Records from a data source
.....
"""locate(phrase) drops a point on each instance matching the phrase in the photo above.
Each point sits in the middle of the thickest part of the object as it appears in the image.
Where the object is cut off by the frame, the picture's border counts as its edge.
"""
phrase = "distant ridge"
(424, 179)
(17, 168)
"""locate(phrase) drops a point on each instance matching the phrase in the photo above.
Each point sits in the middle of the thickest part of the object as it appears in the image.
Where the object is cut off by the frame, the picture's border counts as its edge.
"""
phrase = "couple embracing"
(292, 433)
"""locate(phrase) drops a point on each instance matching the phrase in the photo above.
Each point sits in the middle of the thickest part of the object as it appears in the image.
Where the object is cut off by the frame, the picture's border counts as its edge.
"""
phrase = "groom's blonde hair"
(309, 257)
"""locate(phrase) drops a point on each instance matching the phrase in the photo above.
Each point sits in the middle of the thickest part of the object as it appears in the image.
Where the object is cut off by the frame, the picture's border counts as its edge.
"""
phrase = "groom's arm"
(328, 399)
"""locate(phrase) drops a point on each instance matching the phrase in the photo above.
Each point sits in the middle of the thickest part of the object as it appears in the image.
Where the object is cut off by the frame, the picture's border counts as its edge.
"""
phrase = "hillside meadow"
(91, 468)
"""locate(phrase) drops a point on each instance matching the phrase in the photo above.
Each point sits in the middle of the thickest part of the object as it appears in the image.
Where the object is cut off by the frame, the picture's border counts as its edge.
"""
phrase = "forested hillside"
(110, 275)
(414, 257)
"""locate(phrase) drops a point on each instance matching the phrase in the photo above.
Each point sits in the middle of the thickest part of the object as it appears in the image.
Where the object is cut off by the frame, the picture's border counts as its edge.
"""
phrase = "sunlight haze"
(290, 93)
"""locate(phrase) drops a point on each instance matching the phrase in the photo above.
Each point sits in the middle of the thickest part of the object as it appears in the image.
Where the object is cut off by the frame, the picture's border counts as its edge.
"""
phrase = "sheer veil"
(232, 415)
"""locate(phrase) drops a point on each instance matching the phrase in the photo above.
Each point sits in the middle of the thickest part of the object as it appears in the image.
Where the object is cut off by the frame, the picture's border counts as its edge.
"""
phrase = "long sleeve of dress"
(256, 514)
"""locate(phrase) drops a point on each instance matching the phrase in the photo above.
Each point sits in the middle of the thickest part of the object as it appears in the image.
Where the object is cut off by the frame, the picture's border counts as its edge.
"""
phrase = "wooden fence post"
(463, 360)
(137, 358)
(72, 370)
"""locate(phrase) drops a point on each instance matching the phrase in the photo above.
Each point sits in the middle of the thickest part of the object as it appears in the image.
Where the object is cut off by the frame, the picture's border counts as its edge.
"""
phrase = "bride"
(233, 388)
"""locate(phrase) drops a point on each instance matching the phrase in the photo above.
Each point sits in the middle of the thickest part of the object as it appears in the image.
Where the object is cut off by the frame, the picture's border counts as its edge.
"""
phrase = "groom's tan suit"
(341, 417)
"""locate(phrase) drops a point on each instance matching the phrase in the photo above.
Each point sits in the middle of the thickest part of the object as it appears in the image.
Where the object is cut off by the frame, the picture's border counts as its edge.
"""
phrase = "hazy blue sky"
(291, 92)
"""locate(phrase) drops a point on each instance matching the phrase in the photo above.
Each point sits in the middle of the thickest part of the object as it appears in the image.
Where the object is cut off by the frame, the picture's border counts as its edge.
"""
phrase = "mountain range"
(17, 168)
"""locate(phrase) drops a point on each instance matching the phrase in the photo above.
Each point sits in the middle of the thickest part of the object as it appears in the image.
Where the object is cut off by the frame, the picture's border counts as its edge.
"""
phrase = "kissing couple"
.....
PROBLEM DETAILS: Reproduce all of the entries above verbatim.

EXPECTED ANSWER:
"""locate(phrase) drops a point on each instance matching the phrase in the photo above.
Each point sits in the middle of the thickest part of the object as it appears in the image.
Where the object is cut off by the frame, the picture's border counts as its edge.
"""
phrase = "distant ridge"
(424, 179)
(17, 168)
"""locate(phrase) drops a point on each instance matching the phrase in the photo above.
Each point sits in the middle of the thickest part of the object as it appears in the image.
Where the object is cut off by the frame, the picture's border counts as its edge.
"""
phrase = "couple embracing"
(292, 433)
"""locate(phrase) drops a point on each instance matching the phrase in the photo above.
Each point sits in the middle of the thickest part of the object as it appears in the image.
Where the object is cut off by the frame, the picture's border counts as its edge.
"""
phrase = "groom's blonde hair"
(309, 257)
"""locate(phrase) drops a point on each instance matching the phrase in the photo above.
Each point sits in the middle of the thickest part of the object as it appears in the image.
Where the object is cut off by the frame, the picture's border counts as its edge.
"""
phrase = "groom's arm"
(328, 399)
"""locate(phrase) drops a point on each instance matching the phrase in the photo above.
Each point sits in the middle of the thickest part of the object as it appears in the image.
Where the object is cut off by the frame, the picture's border counts as its edge.
"""
phrase = "hillside meadow"
(91, 468)
"""locate(phrase) drops a point on each instance matching the phrase in the photo above.
Each point sits in the middle of the thickest part of the object as it appears in the image.
Where the object is cut off by the frame, the picture's border counts as its edge.
"""
phrase = "forested hillside"
(110, 275)
(414, 257)
"""locate(phrase) drops a point on each instance matching the phrase in the photo above.
Each point sits in the middle of the thickest part of the object as it appears in the image.
Where the object is cut off by the frame, the picture's border counts as its edge.
"""
phrase = "sunlight haze"
(290, 93)
"""locate(phrase) drops a point on each instance matching the phrase in the photo above.
Each point sits in the middle of the thickest part of the object as it appears in the image.
Where the object is cut off by the frame, the picture's border counts as its edge.
"""
phrase = "sheer veil"
(232, 415)
"""locate(phrase) drops a point on each instance matching the phrase in the photo above.
Each point sits in the middle of the thickest part of the object as it appears in the image.
Where the object is cut off by the frame, the picture's border counts as its edge.
"""
phrase = "long sleeve of dress"
(256, 514)
"""locate(phrase) drops a point on each instance matching the phrase in the photo above.
Each point sits in the middle of the thickest part of the object as it appears in the image.
Where the object is cut off by the frame, the picture's border counts as its edge.
"""
phrase = "wooden fence post"
(463, 360)
(137, 358)
(72, 370)
"""locate(phrase) drops a point on each instance matching the phrase in the photo above.
Each point sits in the middle of the thickest part of the object as it appears in the image.
Where the object is cut off by the frame, the picture's border counts as its edge.
"""
phrase = "bride"
(233, 388)
"""locate(phrase) drops a point on each instance matching the phrase in the photo above.
Each point sits in the middle of the thickest part of the object as it appears in the image.
Where the object is cut off by the frame, the picture's border counts as its edge.
"""
phrase = "groom's tan suit"
(341, 417)
"""locate(phrase) drops a point on each instance matching the phrase in the photo above.
Each point sits in the middle of the thickest part of the object as it appears in the image.
Where the object is cut off by the frame, the picture's border counts as its edge.
"""
phrase = "hazy blue sky"
(291, 92)
"""locate(phrase) drops a point on each instance matching the phrase in the photo above.
Each point sits in the middle of the thickest part of the object as it appears in the image.
Where the object is cut off by the frame, the picture's border counts as its edge.
"""
phrase = "mountain range"
(17, 168)
"""locate(phrase) drops a point on each instance matching the phrase in the photo above.
Each point sits in the middle of the thickest part of the object as it appears in the image.
Where the object is cut off by the frame, the picture's border counts as its edge.
"""
phrase = "kissing couple"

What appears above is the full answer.